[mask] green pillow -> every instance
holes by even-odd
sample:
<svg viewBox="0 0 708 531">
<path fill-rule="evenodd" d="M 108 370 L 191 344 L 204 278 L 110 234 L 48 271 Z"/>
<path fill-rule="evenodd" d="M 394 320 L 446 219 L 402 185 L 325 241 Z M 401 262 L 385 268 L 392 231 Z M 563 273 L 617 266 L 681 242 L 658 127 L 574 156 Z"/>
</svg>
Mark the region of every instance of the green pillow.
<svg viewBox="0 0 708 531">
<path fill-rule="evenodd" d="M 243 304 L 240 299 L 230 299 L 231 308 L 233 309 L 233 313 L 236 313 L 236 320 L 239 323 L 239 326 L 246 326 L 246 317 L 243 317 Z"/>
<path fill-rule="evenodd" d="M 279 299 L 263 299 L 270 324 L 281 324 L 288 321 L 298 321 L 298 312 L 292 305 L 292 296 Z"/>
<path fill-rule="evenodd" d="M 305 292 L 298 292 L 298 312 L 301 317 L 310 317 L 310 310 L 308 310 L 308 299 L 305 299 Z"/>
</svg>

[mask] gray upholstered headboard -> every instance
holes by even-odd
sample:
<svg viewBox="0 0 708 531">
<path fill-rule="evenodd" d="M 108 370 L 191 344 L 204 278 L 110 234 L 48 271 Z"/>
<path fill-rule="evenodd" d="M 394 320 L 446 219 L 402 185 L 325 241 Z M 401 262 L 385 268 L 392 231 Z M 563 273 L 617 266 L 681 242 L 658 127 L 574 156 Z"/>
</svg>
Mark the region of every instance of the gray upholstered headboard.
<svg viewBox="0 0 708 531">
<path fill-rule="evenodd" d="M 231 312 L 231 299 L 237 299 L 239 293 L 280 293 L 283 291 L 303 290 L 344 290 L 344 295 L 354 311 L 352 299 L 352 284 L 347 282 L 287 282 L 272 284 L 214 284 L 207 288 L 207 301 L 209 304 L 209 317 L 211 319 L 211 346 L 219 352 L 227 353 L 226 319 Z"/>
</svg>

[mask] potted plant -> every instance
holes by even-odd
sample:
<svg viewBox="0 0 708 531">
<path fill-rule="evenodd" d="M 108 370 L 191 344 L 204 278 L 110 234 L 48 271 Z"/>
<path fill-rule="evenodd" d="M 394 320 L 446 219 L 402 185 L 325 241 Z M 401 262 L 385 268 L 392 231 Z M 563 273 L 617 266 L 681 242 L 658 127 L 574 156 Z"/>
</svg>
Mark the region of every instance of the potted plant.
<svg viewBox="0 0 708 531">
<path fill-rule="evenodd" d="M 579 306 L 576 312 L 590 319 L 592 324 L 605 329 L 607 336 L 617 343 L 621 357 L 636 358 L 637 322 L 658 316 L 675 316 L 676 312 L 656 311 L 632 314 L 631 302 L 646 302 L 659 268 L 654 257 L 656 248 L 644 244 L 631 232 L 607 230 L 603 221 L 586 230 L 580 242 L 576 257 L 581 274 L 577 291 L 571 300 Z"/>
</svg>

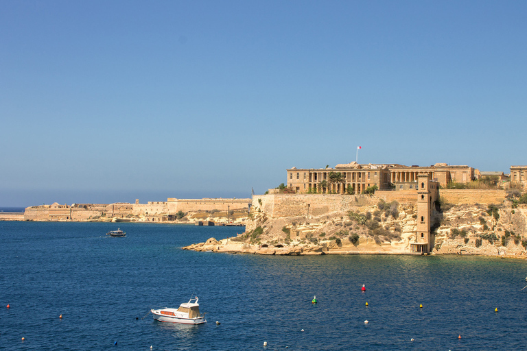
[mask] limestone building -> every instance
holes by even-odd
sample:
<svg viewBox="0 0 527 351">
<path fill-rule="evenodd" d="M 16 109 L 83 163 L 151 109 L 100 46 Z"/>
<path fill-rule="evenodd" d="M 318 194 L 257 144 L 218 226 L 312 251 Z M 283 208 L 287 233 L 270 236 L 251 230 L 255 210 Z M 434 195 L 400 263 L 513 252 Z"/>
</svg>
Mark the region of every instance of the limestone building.
<svg viewBox="0 0 527 351">
<path fill-rule="evenodd" d="M 511 182 L 527 185 L 527 166 L 511 166 Z"/>
<path fill-rule="evenodd" d="M 430 219 L 438 197 L 438 182 L 432 180 L 428 172 L 417 174 L 417 226 L 415 241 L 410 242 L 412 252 L 428 253 L 432 251 L 433 241 Z"/>
<path fill-rule="evenodd" d="M 417 189 L 418 176 L 428 174 L 441 186 L 450 182 L 469 182 L 474 179 L 475 169 L 469 166 L 450 166 L 436 163 L 430 167 L 404 166 L 398 164 L 340 164 L 335 168 L 296 169 L 287 170 L 287 186 L 296 193 L 360 193 L 370 186 L 379 190 Z M 335 174 L 340 173 L 338 178 Z"/>
</svg>

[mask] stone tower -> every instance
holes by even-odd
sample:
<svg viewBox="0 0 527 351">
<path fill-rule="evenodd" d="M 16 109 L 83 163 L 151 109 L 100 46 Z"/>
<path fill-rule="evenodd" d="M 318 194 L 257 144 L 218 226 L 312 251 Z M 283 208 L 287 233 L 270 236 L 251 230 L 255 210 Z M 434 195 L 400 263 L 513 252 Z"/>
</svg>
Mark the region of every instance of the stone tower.
<svg viewBox="0 0 527 351">
<path fill-rule="evenodd" d="M 438 183 L 430 179 L 428 172 L 417 175 L 417 226 L 415 243 L 410 244 L 412 252 L 428 254 L 432 251 L 430 219 L 437 199 Z"/>
</svg>

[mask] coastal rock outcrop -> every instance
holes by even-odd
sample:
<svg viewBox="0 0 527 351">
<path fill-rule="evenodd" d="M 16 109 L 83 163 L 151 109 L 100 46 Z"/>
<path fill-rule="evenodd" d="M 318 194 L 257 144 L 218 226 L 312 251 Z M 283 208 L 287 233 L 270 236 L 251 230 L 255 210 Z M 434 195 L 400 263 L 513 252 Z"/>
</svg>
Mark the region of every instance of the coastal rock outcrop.
<svg viewBox="0 0 527 351">
<path fill-rule="evenodd" d="M 184 248 L 264 255 L 411 254 L 417 224 L 414 203 L 375 196 L 356 203 L 345 212 L 277 218 L 257 205 L 245 232 Z M 527 256 L 526 205 L 443 203 L 432 219 L 432 254 Z"/>
</svg>

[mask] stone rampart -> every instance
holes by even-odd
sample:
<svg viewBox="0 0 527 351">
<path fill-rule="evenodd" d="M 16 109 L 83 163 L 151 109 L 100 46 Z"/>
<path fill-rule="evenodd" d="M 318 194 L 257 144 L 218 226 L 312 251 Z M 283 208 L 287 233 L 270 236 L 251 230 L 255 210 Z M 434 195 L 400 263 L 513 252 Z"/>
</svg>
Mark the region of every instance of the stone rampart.
<svg viewBox="0 0 527 351">
<path fill-rule="evenodd" d="M 250 199 L 175 199 L 169 197 L 167 206 L 176 212 L 218 210 L 247 210 Z"/>
<path fill-rule="evenodd" d="M 454 205 L 476 204 L 501 204 L 505 199 L 504 190 L 440 189 L 439 197 L 443 202 Z"/>
<path fill-rule="evenodd" d="M 252 206 L 255 209 L 261 208 L 272 218 L 307 216 L 308 209 L 309 216 L 318 217 L 347 212 L 358 206 L 373 205 L 378 201 L 378 197 L 365 195 L 270 194 L 254 195 Z"/>
<path fill-rule="evenodd" d="M 0 221 L 23 221 L 24 213 L 22 212 L 0 212 Z"/>
<path fill-rule="evenodd" d="M 375 191 L 375 196 L 382 199 L 386 202 L 397 201 L 399 204 L 417 203 L 417 191 L 415 190 L 399 190 L 398 191 L 377 190 Z"/>
</svg>

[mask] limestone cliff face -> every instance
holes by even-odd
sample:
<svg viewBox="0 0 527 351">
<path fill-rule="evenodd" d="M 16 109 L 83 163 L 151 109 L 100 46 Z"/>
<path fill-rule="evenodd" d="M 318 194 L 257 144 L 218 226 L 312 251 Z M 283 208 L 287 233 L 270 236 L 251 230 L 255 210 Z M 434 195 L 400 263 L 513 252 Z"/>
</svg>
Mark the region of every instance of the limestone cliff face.
<svg viewBox="0 0 527 351">
<path fill-rule="evenodd" d="M 373 196 L 346 211 L 276 218 L 261 204 L 253 204 L 246 232 L 187 248 L 261 254 L 410 254 L 415 239 L 412 202 L 385 202 Z M 526 256 L 527 208 L 511 206 L 450 205 L 434 211 L 432 253 Z"/>
</svg>

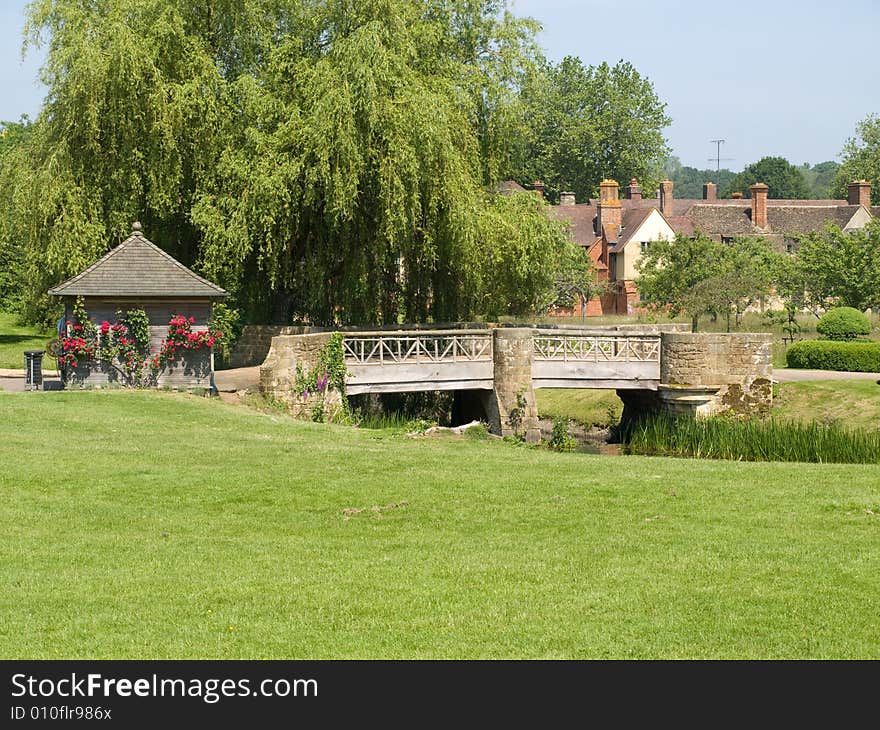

• • • • •

> [WHAT YOU HAVE TO DO]: Please identify each line in the rows above that contains the string "building" and copy every such line in full. Case counts.

> [RESULT]:
[mask] limestone building -> every instance
Mark the region of every instance of the limestone building.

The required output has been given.